- Texto citado -
════════════════════
Los nombres tienen color

“Los nombres tienen color, el mío es rojo obscuro y brilla demasiado”, decía Salvadora, que amaba llamarse así y nada podía parecerle más evidente “¿de qué otro modo me podría llamar?”.

Dicen que Alfonsina es de origen germano y significa “guerrera preparada para el combate”. Storni, a quien quisiera oírla, lo aclaraba aún más: “quiere decir que se atreve a todo”.

Parecían caminar en paralelo. Desear y luchar en paralelo.

Con solo dos años de diferencia, Salvadora y Alfonsina vivieron vidas espejadas y, por supuesto, fueron amigas.

Poetas, teatristas, periodistas, maestras, autodidactas, militantes. Más o menos reconocidas, más o menos criticadas, lograron ambas, sin permisos ni avales, ganarse la vida que quisieron vivir.

Ambas llegaron a Buenos Aires antes de cumplir los 20, con un hijo de la mano y un despelote de sueños en el pecho. Las formas solo las guardaron para sus poemas. El deseo fue su brújula y no aceptaron obedecer morales ajenas.

Salvadora no reconoció ningún tipo de autoridad. Ni la paterna (nada sabemos sobre su padre, descartamos la relevancia del que contribuyó a la gestación de su primer hijo y la oímos cuestionar el modo de ejercerla del que contribuyó a gestar a los otros tres); ni la escolar (la echaron del colegio al negarse a besar el anillo del obispo); ni la marital (contrato que aceptó firmar bajo protesta solo al parir a su hija mujer, a la que la sociedad le exigía más papeles que a los otros), ni la gubernamental (a Yrigoyen le arrancó el indulto para Radowitzky; a Uriburu le puso los puntos desde la cárcel, ese “rincón de miseria” al que él mismo la envió; con Perón disputó poder en múltiples frentes hasta el último de sus días).
════════════════════
- Datos sin procesar -
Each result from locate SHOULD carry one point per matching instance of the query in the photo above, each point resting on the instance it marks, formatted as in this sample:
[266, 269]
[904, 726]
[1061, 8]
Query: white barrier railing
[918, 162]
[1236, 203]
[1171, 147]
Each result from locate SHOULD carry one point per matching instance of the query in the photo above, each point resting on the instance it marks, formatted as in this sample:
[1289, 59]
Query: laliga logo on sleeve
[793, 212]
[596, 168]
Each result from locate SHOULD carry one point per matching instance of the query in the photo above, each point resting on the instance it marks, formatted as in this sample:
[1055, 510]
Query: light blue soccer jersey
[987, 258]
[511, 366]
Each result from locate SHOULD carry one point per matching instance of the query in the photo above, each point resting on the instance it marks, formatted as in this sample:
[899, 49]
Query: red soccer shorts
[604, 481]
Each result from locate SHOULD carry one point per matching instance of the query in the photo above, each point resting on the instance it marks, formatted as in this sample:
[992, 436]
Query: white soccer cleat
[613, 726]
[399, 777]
════════════════════
- La tarea -
Cita del texto sobre Salvadora y Alfonsina el fragmento que empieza con "Con solo dos" y continúa hasta "que quisieron vivir.".

- El resultado -
Con solo dos años de diferencia, Salvadora y Alfonsina vivieron vidas espejadas y, por supuesto, fueron amigas.

Poetas, teatristas, periodistas, maestras, autodidactas, militantes. Más o menos reconocidas, más o menos criticadas, lograron ambas, sin permisos ni avales, ganarse la vida que quisieron vivir.